Set exercise. Count how many lines of the records contain the word "toad", treating uppercase and lowercase as different. Give only the number.

Records to process.
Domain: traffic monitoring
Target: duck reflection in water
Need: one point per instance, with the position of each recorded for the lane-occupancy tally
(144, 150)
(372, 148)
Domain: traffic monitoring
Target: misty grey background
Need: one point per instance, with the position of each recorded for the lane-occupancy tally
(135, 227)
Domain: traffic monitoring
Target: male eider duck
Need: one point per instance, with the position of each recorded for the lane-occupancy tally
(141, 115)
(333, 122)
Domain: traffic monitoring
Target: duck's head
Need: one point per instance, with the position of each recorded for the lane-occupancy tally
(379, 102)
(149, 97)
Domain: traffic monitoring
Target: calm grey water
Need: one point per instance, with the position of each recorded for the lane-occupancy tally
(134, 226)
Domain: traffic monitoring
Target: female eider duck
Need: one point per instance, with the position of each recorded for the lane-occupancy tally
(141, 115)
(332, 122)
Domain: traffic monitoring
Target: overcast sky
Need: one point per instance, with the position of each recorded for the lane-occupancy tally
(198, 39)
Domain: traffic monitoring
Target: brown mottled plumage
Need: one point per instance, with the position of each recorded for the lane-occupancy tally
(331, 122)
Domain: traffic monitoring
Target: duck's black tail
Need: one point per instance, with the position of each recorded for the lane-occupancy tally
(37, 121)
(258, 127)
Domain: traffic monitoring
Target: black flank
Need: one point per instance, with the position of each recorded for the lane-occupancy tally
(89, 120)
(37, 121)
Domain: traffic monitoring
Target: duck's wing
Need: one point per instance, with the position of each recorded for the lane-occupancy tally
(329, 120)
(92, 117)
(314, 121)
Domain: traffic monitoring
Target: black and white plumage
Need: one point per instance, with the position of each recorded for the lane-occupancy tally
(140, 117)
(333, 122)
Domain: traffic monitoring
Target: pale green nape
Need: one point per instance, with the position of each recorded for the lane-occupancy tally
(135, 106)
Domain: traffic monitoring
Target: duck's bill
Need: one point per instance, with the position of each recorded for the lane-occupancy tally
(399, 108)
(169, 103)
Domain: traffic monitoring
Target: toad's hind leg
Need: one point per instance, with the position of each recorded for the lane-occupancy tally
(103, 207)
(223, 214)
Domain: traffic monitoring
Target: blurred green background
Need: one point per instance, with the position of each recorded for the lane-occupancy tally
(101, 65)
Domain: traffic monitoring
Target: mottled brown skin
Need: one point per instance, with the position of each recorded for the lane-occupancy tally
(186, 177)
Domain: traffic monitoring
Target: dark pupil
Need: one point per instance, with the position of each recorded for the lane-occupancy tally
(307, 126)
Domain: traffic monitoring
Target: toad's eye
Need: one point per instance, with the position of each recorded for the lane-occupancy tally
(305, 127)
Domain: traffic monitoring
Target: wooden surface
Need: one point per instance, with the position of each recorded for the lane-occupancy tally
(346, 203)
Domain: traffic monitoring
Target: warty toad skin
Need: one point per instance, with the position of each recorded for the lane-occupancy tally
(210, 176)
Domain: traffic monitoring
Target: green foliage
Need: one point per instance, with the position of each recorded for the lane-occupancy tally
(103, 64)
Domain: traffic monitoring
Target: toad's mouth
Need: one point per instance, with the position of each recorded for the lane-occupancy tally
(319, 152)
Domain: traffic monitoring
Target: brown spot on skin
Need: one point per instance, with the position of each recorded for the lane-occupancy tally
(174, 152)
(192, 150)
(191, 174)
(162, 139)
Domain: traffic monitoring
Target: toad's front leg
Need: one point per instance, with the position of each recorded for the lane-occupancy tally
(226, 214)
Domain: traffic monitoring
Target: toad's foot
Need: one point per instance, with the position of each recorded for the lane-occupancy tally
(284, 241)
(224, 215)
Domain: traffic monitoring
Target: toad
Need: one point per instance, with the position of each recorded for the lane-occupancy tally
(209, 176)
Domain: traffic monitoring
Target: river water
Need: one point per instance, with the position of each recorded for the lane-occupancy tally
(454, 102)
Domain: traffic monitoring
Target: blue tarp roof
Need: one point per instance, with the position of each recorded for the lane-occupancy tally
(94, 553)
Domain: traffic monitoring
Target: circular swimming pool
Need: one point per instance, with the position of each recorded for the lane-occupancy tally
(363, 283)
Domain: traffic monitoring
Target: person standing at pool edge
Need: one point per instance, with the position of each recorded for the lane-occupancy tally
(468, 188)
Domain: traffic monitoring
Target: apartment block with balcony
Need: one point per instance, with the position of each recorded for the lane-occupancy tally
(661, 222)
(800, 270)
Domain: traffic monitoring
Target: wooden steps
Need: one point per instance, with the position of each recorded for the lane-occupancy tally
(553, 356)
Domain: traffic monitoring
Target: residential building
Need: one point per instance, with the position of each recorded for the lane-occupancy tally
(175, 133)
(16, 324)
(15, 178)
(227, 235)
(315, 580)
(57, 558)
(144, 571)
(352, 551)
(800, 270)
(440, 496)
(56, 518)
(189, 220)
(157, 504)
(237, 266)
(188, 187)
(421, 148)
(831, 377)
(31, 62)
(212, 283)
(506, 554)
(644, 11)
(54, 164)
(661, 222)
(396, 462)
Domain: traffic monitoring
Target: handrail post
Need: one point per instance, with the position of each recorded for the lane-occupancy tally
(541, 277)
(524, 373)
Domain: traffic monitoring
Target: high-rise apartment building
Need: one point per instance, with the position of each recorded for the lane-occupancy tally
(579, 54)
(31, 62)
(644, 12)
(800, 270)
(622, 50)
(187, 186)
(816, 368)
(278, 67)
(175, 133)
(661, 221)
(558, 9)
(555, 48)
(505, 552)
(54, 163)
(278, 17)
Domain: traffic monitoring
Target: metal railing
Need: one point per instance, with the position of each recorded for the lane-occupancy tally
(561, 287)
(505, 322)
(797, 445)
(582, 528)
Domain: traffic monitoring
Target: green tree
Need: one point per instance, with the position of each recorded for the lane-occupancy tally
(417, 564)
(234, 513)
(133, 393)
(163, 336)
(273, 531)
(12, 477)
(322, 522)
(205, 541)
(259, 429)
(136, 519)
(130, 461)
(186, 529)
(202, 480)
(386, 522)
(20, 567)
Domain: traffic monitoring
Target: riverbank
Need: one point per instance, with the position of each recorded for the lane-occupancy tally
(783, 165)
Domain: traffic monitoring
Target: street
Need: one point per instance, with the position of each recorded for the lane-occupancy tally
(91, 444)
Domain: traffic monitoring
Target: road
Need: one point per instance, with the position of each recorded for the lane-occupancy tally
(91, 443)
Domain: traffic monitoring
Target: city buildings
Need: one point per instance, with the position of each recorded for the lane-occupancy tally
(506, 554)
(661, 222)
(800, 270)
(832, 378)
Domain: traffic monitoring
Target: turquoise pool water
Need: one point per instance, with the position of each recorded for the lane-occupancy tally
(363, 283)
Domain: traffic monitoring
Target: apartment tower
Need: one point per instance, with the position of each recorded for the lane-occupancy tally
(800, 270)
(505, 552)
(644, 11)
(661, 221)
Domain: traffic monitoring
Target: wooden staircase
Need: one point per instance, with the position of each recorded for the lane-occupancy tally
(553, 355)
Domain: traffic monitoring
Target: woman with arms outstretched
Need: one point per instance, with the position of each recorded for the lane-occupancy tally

Exercise response. 7